WHAT YOU NEED TO DO:
Where does the string "plant" appear in the records? Copy each line that holds it.

——

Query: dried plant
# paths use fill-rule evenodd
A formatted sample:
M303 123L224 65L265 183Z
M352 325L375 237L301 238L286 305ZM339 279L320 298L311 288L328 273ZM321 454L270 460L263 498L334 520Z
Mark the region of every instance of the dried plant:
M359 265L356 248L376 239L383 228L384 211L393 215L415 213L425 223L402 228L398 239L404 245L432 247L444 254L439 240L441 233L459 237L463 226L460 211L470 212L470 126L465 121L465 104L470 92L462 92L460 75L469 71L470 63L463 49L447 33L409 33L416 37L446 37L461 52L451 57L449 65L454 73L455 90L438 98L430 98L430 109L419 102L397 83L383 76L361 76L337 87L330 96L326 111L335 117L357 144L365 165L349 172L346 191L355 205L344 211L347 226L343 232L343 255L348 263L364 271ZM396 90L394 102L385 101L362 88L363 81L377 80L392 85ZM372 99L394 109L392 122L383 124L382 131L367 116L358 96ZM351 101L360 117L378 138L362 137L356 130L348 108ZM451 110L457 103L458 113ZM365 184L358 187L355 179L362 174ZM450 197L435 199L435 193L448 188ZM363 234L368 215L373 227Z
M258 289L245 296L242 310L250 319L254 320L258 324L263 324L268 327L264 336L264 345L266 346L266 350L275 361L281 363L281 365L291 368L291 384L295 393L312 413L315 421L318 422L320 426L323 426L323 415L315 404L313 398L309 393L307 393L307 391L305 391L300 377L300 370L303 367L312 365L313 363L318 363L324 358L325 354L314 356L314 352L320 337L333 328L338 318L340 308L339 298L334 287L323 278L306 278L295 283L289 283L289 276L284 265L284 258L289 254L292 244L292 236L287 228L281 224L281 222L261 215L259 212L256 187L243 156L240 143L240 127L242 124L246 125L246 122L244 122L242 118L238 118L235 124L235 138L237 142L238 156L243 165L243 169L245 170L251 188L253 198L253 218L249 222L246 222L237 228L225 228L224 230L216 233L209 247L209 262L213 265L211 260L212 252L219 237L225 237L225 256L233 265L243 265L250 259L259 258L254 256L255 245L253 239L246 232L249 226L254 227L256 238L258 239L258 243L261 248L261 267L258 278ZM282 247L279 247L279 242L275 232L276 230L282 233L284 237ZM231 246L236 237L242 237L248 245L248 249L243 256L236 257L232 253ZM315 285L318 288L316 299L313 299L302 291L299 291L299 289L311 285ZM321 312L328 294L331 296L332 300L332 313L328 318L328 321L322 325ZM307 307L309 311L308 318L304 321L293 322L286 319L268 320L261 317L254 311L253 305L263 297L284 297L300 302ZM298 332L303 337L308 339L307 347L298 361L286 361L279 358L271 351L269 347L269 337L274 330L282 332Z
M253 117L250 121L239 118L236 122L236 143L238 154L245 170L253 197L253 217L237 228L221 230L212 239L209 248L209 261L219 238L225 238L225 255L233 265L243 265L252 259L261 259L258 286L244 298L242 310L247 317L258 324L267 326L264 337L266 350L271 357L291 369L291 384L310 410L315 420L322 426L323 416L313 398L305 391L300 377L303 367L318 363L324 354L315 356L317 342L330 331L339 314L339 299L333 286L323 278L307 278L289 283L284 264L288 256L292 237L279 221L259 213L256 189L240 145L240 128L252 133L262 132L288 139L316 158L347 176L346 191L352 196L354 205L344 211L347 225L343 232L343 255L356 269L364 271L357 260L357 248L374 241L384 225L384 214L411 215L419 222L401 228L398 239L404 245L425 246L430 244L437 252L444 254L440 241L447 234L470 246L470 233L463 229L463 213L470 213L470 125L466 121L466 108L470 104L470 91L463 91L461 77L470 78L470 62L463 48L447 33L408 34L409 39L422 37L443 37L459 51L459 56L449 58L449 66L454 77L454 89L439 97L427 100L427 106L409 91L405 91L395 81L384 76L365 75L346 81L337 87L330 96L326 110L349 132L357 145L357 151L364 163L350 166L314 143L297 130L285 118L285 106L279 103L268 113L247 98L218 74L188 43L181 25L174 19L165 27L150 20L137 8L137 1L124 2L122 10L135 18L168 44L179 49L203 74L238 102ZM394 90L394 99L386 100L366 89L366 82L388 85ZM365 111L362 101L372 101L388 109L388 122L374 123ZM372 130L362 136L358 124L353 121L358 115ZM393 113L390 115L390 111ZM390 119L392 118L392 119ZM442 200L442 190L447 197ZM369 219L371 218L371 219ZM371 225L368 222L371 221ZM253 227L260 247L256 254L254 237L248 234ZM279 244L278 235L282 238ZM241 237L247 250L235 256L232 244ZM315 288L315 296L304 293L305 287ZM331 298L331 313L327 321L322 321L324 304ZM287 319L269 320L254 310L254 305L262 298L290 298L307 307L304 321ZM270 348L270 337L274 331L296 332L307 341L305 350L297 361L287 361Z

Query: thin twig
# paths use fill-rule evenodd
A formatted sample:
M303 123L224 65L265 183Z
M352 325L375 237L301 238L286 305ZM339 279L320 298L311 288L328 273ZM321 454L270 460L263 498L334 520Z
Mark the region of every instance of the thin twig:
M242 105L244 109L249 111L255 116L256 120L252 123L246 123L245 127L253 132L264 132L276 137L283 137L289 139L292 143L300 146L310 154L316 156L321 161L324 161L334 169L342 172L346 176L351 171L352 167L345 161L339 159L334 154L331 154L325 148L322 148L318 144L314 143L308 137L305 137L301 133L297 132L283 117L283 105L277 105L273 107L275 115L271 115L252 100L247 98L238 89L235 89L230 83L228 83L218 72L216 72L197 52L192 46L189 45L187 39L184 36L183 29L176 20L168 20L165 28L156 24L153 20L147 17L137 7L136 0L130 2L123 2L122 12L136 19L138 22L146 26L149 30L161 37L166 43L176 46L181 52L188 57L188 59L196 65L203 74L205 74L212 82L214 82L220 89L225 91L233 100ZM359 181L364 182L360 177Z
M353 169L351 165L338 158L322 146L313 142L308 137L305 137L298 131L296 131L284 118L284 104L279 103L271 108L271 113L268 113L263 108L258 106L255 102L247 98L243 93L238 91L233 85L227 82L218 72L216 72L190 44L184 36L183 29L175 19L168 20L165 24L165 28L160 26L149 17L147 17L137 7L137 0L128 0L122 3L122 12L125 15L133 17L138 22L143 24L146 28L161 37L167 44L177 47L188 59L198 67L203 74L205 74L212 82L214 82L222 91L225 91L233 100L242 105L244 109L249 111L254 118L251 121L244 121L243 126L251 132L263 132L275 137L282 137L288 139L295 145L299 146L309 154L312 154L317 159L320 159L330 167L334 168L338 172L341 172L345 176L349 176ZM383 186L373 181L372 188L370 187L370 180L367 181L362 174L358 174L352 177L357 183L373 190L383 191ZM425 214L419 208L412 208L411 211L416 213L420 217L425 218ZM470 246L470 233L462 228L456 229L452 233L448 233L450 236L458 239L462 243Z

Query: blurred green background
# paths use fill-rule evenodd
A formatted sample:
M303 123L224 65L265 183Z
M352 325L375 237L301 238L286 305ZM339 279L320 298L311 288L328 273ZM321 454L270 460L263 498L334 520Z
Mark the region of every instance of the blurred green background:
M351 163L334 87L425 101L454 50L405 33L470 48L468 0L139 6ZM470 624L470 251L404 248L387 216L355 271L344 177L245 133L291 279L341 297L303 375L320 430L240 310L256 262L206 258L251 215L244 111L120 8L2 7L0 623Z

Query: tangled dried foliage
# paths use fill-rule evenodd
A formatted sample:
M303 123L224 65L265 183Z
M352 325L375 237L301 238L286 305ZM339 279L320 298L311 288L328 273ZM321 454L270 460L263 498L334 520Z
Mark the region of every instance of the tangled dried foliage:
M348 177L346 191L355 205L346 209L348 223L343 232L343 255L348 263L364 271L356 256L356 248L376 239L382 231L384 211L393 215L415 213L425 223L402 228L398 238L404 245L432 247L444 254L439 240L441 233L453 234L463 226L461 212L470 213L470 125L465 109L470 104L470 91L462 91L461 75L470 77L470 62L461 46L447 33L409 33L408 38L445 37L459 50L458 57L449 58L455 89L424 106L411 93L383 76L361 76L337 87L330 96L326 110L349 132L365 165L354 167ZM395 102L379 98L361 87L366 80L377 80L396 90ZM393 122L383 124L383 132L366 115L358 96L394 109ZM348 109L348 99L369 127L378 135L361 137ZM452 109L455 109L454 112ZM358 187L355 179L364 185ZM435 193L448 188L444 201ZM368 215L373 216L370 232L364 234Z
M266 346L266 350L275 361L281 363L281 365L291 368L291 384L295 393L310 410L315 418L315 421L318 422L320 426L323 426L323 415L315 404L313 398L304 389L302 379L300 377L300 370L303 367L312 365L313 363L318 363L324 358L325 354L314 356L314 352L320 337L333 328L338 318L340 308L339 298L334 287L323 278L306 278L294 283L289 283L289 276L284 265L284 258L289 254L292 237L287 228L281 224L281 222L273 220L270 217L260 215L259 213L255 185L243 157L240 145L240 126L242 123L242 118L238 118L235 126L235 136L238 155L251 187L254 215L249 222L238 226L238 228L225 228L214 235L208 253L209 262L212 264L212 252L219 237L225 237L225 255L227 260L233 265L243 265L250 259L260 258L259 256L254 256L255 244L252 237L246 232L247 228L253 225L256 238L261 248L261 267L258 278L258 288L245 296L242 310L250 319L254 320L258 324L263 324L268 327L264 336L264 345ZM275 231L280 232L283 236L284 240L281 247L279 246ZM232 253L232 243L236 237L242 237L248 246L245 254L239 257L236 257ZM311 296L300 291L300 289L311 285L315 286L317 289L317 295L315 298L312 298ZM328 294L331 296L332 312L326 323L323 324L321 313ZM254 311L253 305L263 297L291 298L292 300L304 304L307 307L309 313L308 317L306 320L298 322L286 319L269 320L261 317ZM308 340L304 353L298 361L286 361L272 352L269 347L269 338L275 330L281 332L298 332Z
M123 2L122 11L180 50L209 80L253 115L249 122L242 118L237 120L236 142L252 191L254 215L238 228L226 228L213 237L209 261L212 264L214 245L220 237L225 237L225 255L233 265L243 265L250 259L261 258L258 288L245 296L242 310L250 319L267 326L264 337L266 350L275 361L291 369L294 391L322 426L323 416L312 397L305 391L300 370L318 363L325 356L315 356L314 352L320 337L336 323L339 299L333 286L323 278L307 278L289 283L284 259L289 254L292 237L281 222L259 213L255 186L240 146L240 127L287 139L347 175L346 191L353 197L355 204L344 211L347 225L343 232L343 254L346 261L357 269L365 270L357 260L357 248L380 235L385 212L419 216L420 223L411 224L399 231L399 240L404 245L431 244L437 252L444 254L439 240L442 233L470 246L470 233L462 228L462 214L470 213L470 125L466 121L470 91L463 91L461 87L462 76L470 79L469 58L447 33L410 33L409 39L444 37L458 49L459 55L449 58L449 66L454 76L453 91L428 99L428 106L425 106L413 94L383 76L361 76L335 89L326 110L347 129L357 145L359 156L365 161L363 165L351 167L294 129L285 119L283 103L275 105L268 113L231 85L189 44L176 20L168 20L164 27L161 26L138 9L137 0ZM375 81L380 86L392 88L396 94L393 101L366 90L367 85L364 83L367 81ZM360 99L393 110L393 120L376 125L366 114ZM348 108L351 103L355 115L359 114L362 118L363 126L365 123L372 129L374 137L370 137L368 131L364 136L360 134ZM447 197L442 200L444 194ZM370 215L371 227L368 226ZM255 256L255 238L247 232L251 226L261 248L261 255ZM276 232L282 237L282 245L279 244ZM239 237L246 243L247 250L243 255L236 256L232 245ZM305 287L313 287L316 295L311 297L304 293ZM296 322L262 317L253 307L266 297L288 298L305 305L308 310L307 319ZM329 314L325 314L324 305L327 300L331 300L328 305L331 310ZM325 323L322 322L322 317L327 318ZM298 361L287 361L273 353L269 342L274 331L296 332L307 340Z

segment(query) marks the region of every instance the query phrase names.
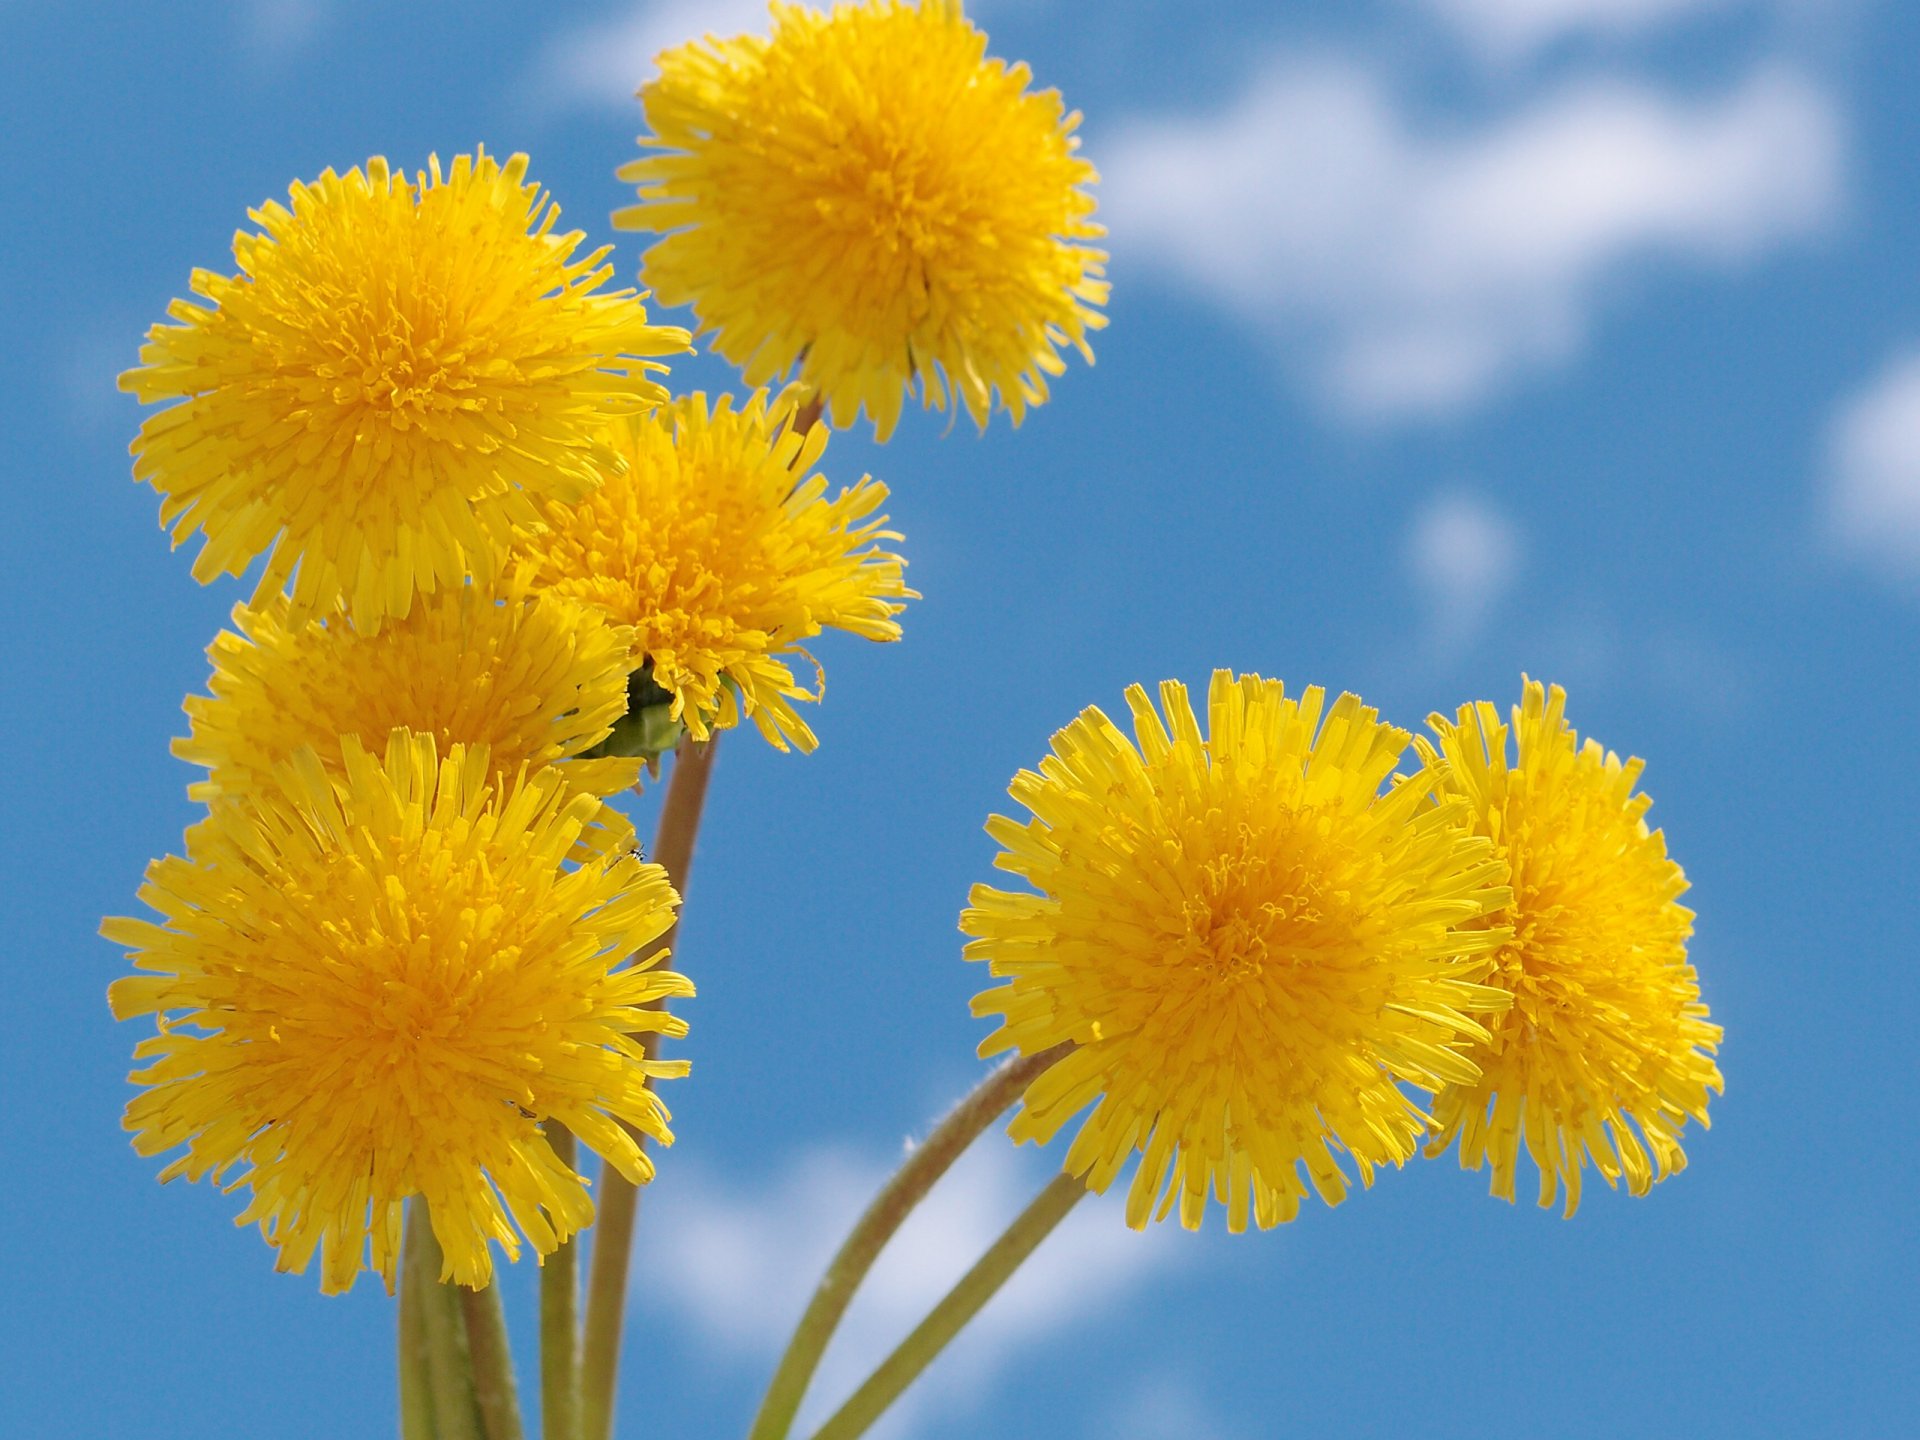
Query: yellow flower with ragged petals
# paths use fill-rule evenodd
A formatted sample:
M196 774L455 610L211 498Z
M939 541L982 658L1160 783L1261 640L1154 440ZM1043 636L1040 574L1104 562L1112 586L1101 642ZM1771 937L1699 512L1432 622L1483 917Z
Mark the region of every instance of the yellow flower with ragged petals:
M1217 671L1202 735L1184 686L1127 692L1136 739L1097 709L1053 738L995 816L995 863L1034 893L975 886L969 959L1006 983L974 1013L983 1055L1073 1048L1027 1087L1011 1133L1045 1143L1087 1110L1066 1169L1104 1191L1136 1151L1127 1220L1211 1192L1231 1230L1290 1220L1419 1149L1401 1083L1470 1082L1462 1050L1507 1003L1480 983L1508 896L1484 837L1427 786L1381 785L1407 734L1352 695L1289 699Z
M583 758L627 708L633 632L559 595L495 599L462 586L362 634L344 614L290 624L283 596L237 606L207 649L208 695L189 696L191 731L173 753L204 765L198 800L244 795L311 749L342 773L341 742L382 749L394 730L485 746L504 784L524 765L554 766L569 794L605 798L640 778L640 760ZM611 807L593 843L631 845Z
M405 734L384 763L349 741L339 778L307 751L217 797L147 871L159 922L101 927L141 972L114 1014L159 1026L134 1052L134 1148L185 1147L163 1180L249 1191L242 1223L282 1270L318 1253L329 1293L362 1268L392 1289L415 1195L443 1278L485 1285L490 1240L551 1253L593 1202L543 1127L641 1183L629 1129L671 1143L650 1081L687 1069L643 1045L685 1033L658 1006L693 993L650 949L679 903L666 872L562 864L597 808L551 770L497 788L485 749Z
M916 385L1018 424L1106 323L1079 115L957 0L771 8L770 38L670 50L640 91L654 153L614 223L663 234L642 278L747 384L798 366L835 425L864 407L884 440Z
M794 404L693 395L618 422L621 465L517 544L522 583L633 627L635 664L696 740L746 716L780 749L812 750L794 704L819 687L789 660L811 660L800 646L827 629L897 640L916 598L884 548L900 539L877 513L887 487L863 476L829 499L809 473L826 427L796 434Z
M1511 938L1488 980L1513 1006L1469 1052L1479 1076L1435 1097L1429 1153L1457 1141L1461 1165L1489 1167L1493 1192L1511 1200L1524 1143L1540 1203L1564 1187L1569 1215L1589 1161L1643 1195L1685 1167L1680 1132L1689 1118L1708 1123L1723 1082L1711 1058L1721 1030L1687 962L1687 878L1647 828L1641 762L1582 744L1566 693L1533 680L1511 731L1485 701L1428 724L1436 741L1416 743L1444 761L1436 798L1493 841L1513 885L1489 921Z
M686 349L605 249L529 182L527 157L438 158L413 180L375 158L293 186L234 237L239 273L196 270L140 368L175 401L133 443L195 578L267 555L256 603L292 583L296 619L344 601L362 629L487 573L536 502L574 499L608 457L610 413L666 398L645 357Z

——

RESPONSE:
Query: dried plant
Mark the region of every instance of the dried plant:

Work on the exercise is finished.